* [PROBLEM TO WORK ON]
Pull out each line of the material below that contains the string "woman" and copy those lines unchanged.

* [ENTRIES]
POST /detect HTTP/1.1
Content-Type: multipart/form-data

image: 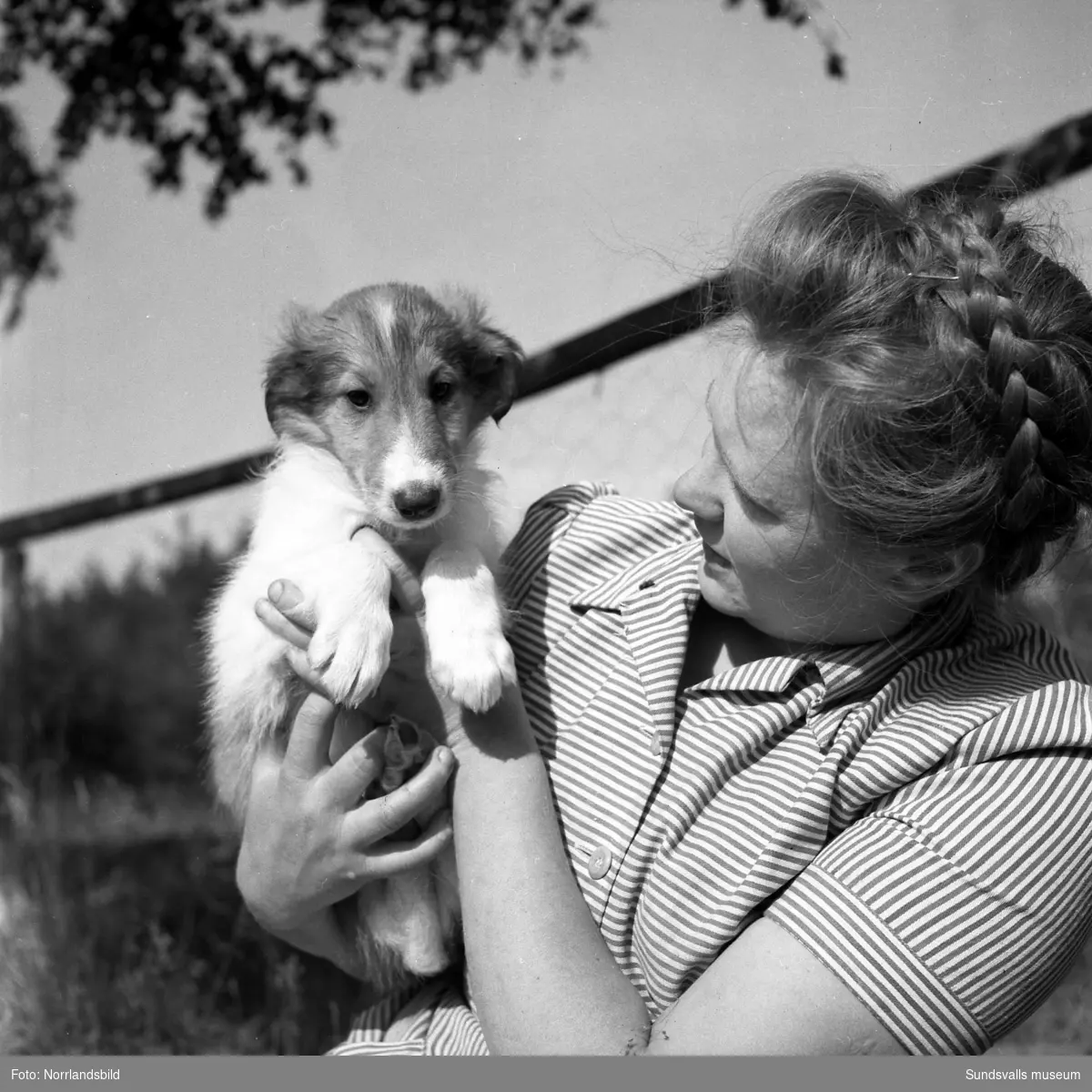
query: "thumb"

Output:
[266,580,315,633]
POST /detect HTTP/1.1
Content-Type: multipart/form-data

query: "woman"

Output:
[239,176,1092,1054]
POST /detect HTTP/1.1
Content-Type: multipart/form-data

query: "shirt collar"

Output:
[570,539,971,710]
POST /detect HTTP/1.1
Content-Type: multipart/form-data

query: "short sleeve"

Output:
[500,481,617,611]
[766,706,1092,1054]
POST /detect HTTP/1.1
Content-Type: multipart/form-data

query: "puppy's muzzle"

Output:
[391,481,443,522]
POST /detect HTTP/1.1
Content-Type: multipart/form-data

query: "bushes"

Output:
[6,539,237,786]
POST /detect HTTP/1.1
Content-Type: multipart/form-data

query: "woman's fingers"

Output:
[344,747,455,850]
[353,528,425,613]
[353,808,454,879]
[323,727,387,812]
[280,694,338,781]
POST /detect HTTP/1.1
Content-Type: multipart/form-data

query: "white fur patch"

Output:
[371,296,395,349]
[383,432,446,497]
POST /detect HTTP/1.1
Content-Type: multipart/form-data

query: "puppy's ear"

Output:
[266,304,326,442]
[437,288,524,421]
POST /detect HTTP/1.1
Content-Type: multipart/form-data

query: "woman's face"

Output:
[675,339,913,644]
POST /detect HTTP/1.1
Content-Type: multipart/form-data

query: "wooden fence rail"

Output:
[0,104,1092,699]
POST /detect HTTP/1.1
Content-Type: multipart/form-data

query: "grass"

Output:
[0,794,371,1055]
[0,773,1092,1055]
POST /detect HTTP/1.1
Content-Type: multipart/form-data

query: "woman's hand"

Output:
[236,693,454,972]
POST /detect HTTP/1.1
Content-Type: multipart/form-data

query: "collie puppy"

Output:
[207,284,523,990]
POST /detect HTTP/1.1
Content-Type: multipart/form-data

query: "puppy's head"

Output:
[266,284,523,531]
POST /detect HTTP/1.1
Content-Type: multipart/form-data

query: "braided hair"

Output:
[711,175,1092,595]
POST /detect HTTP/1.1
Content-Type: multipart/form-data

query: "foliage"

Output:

* [REPLY TO THE TASK]
query: "woman"
query: "woman's fingers"
query: "woman's face"
query: "woman's hand"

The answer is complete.